== What you need to do ==
From the passage on Croatia's bid for EU membership, write out the section from "Nicole Lindstrom is" to "Meeting Report 295.", substituting "Hungary" for "Budapest".

== Given passage ==
---------------

Nicole Lindstrom is Assistant Professor of International Relations and European Studies at the Central European University in Budapest and a JSTS alumna. She participated in the Niarchos Roundtable on "Overcoming Religious Nationalism in the Balkans," held on December 5, 2003. The following is an updated summary of her presentation. Meeting Report 295.

Barely one week before the European Union's biggest enlargement ever on May 1, 2004, the European Commission gave Croatia the green light to open formal accession negotiations for EU membership. Croatian Prime Minister Ivo Sanader toasted the news with champagne in Zagreb, declaring: "Today we turn a new page in history." The Commission's decision is a remarkable turnaround for a country that was mired in violent conflict a decade ago and diplomatically isolated for most of the 1990s. It is significant as well that Sanader, elected in December 2003 when the Croatian Democratic Union (CDU) resumed power, celebrates this historic moment. The nationalist policies of his party's founder, Franjo Tudman, thwarted Croatia's European aspirations throughout the 1990s. CDU leaders and their supporters continued in recent years to undermine the previous regime's commitment to meeting EU conditions, namely turning over indicted war criminals to the International Criminal Tribunal for the former Yugoslavia (ICTY). The election of the CDU in December 2003 thus provided an important test for whether changes brought about by the EU's accession process are enduring. By fulfilling his pledge to make a clear and determined effort to enter the EU, even at the expense of marginalizing nationalist factions, Sanader appears to have turned a new page.

---------------

Coordinate labeling data:
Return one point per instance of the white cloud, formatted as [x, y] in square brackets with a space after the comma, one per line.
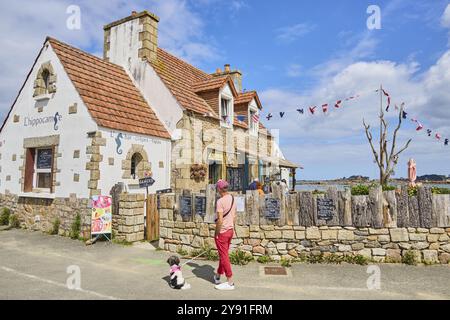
[290, 34]
[26, 23]
[294, 70]
[445, 19]
[334, 145]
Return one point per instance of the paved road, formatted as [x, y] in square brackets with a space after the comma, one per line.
[34, 266]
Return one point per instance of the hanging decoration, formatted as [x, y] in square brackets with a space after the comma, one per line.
[340, 103]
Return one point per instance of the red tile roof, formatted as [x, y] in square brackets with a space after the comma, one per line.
[108, 92]
[179, 77]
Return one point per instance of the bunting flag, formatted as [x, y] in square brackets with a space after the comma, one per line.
[404, 115]
[389, 100]
[339, 103]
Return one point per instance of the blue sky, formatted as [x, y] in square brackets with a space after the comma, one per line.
[295, 53]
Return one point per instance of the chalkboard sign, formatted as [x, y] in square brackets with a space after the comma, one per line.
[146, 182]
[44, 159]
[272, 209]
[325, 209]
[185, 206]
[235, 177]
[200, 205]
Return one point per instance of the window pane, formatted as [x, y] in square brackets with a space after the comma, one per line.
[44, 159]
[44, 180]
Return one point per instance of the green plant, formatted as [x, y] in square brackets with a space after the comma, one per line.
[409, 258]
[75, 228]
[315, 258]
[14, 221]
[4, 217]
[240, 257]
[333, 259]
[356, 259]
[412, 191]
[55, 227]
[360, 190]
[437, 190]
[182, 252]
[264, 259]
[122, 242]
[286, 262]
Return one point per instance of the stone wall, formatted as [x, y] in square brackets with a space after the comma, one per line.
[385, 244]
[40, 214]
[128, 222]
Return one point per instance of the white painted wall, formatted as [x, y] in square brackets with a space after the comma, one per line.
[124, 48]
[72, 129]
[157, 150]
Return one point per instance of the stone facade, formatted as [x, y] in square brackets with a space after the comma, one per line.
[430, 245]
[200, 136]
[128, 222]
[40, 214]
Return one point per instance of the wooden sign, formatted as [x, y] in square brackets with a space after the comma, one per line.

---------------

== Task output ==
Nicole Lindstrom is Assistant Professor of International Relations and European Studies at the Central European University in Hungary and a JSTS alumna. She participated in the Niarchos Roundtable on "Overcoming Religious Nationalism in the Balkans," held on December 5, 2003. The following is an updated summary of her presentation. Meeting Report 295.